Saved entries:
<<<<

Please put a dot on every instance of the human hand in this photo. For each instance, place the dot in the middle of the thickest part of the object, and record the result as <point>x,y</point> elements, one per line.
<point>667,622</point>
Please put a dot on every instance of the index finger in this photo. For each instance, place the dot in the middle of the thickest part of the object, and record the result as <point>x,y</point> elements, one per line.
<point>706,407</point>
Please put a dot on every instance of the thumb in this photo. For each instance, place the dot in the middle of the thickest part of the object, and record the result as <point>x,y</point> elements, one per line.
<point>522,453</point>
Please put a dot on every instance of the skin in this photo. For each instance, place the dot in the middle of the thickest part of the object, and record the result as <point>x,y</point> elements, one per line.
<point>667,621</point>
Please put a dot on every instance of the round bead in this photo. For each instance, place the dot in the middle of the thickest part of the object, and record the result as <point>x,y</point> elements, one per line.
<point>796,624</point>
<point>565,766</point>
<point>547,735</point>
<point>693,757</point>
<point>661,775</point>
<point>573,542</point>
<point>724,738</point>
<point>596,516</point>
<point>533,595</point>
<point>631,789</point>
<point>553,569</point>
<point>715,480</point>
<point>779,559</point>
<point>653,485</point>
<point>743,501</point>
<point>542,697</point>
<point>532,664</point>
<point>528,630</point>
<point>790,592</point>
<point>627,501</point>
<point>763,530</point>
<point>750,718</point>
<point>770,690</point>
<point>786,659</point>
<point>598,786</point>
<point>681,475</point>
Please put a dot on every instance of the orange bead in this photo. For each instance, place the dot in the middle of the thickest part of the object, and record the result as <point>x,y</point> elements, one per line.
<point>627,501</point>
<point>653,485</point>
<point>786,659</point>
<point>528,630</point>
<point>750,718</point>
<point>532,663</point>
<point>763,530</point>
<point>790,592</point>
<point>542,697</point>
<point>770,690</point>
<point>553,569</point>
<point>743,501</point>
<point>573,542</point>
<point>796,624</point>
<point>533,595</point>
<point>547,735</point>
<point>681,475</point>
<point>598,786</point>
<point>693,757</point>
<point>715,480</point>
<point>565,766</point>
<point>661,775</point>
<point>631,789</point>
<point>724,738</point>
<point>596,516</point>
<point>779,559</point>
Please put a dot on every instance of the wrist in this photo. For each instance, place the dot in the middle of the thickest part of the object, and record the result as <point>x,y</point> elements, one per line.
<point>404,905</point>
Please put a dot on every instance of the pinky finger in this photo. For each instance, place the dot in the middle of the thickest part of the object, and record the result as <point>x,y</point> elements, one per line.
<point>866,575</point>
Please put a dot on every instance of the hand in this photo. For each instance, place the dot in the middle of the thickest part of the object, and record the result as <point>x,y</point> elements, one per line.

>>>>

* What you should do *
The full set of lines above should be retyped without a single change.

* Response to this task *
Please put a dot on every instance of the human hand in this photo. For each instance, place the dot in the middle of the thickest part of the object, and record the result as <point>x,y</point> elements, one per line.
<point>667,622</point>
Please put a dot on every instance of the index finger in this photo. For each instance, place the dot in the middle of the thickest part of the object, and record the result as <point>x,y</point> elements, one per line.
<point>706,407</point>
Please put a dot on every instance of the thumb in this photo. For each instance, place the dot in the middle of the thickest part of the object, and record the result as <point>x,y</point> elements, one per line.
<point>522,453</point>
Please put a dot on every instance of the skin in this photo. For each instance, place the dot in the middle of the thickest part of the object, and record the result as <point>x,y</point> elements, one per line.
<point>667,621</point>
Please put a dot on every instance of the round bead in this photo. For each instance, place the dot in the middle of the thickest part of the object, and record the result as <point>x,y</point> elements, one per line.
<point>796,624</point>
<point>565,766</point>
<point>547,735</point>
<point>693,757</point>
<point>661,775</point>
<point>573,542</point>
<point>724,738</point>
<point>596,516</point>
<point>533,595</point>
<point>631,789</point>
<point>553,569</point>
<point>715,480</point>
<point>779,559</point>
<point>653,485</point>
<point>743,501</point>
<point>542,697</point>
<point>532,664</point>
<point>528,630</point>
<point>790,592</point>
<point>627,501</point>
<point>763,530</point>
<point>750,718</point>
<point>770,690</point>
<point>786,659</point>
<point>598,786</point>
<point>681,475</point>
Please put a dot on every instance of the orange bead in this photo. For each instance, place the dot in the middle of the thickest part of the object, and record the result as <point>x,y</point> elements, one per line.
<point>627,501</point>
<point>653,485</point>
<point>786,659</point>
<point>528,630</point>
<point>750,718</point>
<point>532,663</point>
<point>763,530</point>
<point>790,592</point>
<point>542,697</point>
<point>770,690</point>
<point>553,569</point>
<point>743,501</point>
<point>573,542</point>
<point>796,624</point>
<point>533,595</point>
<point>547,735</point>
<point>681,475</point>
<point>598,786</point>
<point>693,757</point>
<point>715,480</point>
<point>565,766</point>
<point>661,775</point>
<point>631,789</point>
<point>724,738</point>
<point>596,516</point>
<point>779,559</point>
Please put a dot on every instance of the wrist in this photo. For each instance, place the dot in the middle of the thickest part of the object, and record the result as <point>x,y</point> elements, one per line.
<point>404,905</point>
Please put a dot on every instance of the pinky finger in this photo. For each instance, place the dot in the middle of the thickest part of the object, and record the result as <point>x,y</point> elements, one per line.
<point>866,575</point>
Please put a dot on every instance of the hand in this photo. For each instance, place the dot in the middle of the thickest part of the object, and record the result as <point>x,y</point> elements, one per line.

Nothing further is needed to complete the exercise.